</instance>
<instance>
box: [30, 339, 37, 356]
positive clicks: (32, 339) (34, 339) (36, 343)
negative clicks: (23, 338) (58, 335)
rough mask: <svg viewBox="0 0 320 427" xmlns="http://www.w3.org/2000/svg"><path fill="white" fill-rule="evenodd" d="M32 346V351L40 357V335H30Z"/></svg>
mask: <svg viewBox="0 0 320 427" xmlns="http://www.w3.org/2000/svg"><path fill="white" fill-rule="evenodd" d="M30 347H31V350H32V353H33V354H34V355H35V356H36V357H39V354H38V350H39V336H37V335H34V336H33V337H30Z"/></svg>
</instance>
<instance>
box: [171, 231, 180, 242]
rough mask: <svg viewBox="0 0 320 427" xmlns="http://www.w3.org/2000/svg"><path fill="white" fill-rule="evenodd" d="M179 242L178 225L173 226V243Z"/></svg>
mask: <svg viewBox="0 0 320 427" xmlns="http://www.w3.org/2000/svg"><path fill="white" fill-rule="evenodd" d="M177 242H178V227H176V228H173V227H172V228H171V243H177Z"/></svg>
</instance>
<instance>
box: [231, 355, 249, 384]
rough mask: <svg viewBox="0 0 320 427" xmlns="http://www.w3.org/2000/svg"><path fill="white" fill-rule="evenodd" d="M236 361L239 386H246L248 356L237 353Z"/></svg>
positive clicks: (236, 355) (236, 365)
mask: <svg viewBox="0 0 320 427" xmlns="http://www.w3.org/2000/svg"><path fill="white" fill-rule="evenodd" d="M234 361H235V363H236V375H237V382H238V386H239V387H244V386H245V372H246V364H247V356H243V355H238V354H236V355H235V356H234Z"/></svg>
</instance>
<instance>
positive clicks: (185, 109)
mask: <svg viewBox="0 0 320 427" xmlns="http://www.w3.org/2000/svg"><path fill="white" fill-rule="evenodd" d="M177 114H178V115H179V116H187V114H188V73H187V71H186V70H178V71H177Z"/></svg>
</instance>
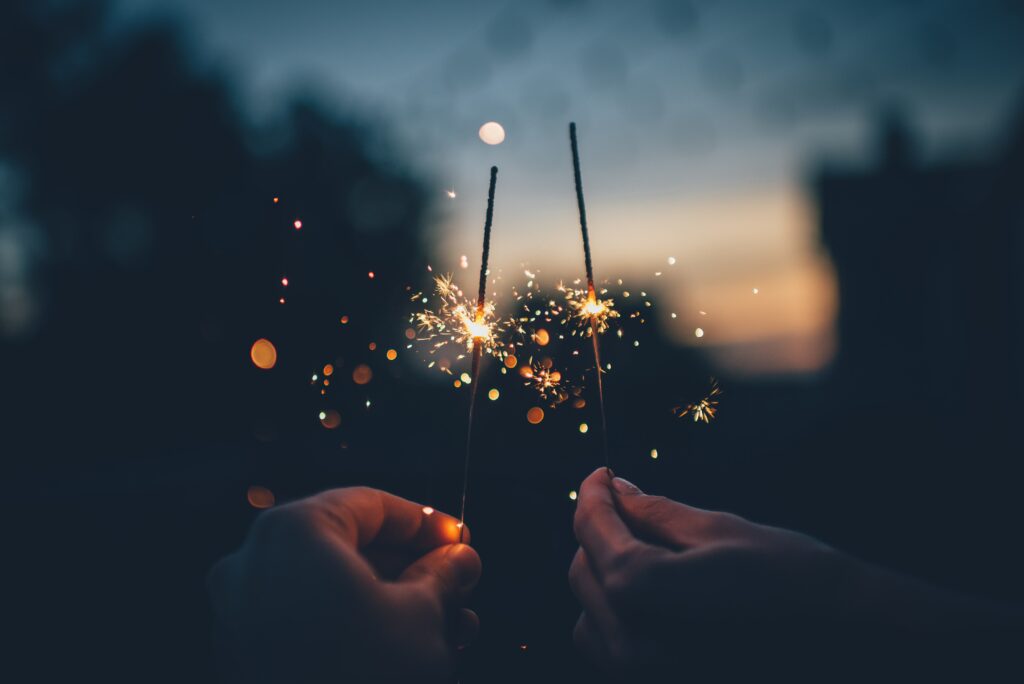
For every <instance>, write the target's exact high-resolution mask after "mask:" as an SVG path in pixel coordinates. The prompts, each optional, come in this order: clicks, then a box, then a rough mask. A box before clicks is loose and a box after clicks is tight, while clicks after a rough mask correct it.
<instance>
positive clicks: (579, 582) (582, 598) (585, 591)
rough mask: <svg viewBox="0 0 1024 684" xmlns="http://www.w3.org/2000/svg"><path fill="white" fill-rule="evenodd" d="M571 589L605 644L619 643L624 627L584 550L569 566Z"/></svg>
mask: <svg viewBox="0 0 1024 684" xmlns="http://www.w3.org/2000/svg"><path fill="white" fill-rule="evenodd" d="M569 587H570V588H571V590H572V594H573V595H574V596H575V597H577V600H578V601H580V604H581V605H582V606H583V609H584V612H586V613H587V614H588V615H590V622H591V624H592V626H593V627H595V628H597V631H598V632H599V633H600V635H601V639H602V641H603V642H604V643H605V644H614V643H617V642H618V641H620V640H621V639H622V636H623V629H622V625H621V624H620V622H618V618H617V617H616V615H615V612H614V610H613V609H612V607H611V606H610V605H609V603H608V597H607V594H606V592H605V590H604V588H603V587H602V586H601V584H600V582H599V581H598V579H597V576H596V575H595V574H594V571H593V569H592V568H591V567H590V561H589V560H588V558H587V554H586V553H585V552H584V550H583V549H580V550H578V551H577V554H575V557H574V558H573V559H572V564H571V565H570V566H569Z"/></svg>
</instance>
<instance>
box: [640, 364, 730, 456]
mask: <svg viewBox="0 0 1024 684" xmlns="http://www.w3.org/2000/svg"><path fill="white" fill-rule="evenodd" d="M721 394H722V389H721V388H720V387H719V385H718V381H717V380H715V379H714V378H712V379H711V390H710V391H709V392H708V395H707V396H706V397H703V398H702V399H700V400H698V401H695V402H694V403H687V404H686V405H685V407H676V408H675V409H673V413H674V414H675V415H676V418H685V417H686V416H692V417H693V422H694V423H699V422H700V421H703V422H705V423H706V424H707V423H711V422H712V420H714V418H715V416H716V414H717V413H718V397H719V396H721ZM656 454H657V452H656V451H652V452H651V458H652V459H655V458H657V456H656Z"/></svg>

□ □ □ □ □

What the task requires ::
Pick out every line in the listing above that contains the word "positive". Match case.

Result for this exercise ::
positive clicks: (32, 339) (34, 339) (36, 343)
positive clicks: (236, 355) (236, 365)
positive clicks: (185, 109)
positive clicks: (579, 582) (582, 598) (585, 591)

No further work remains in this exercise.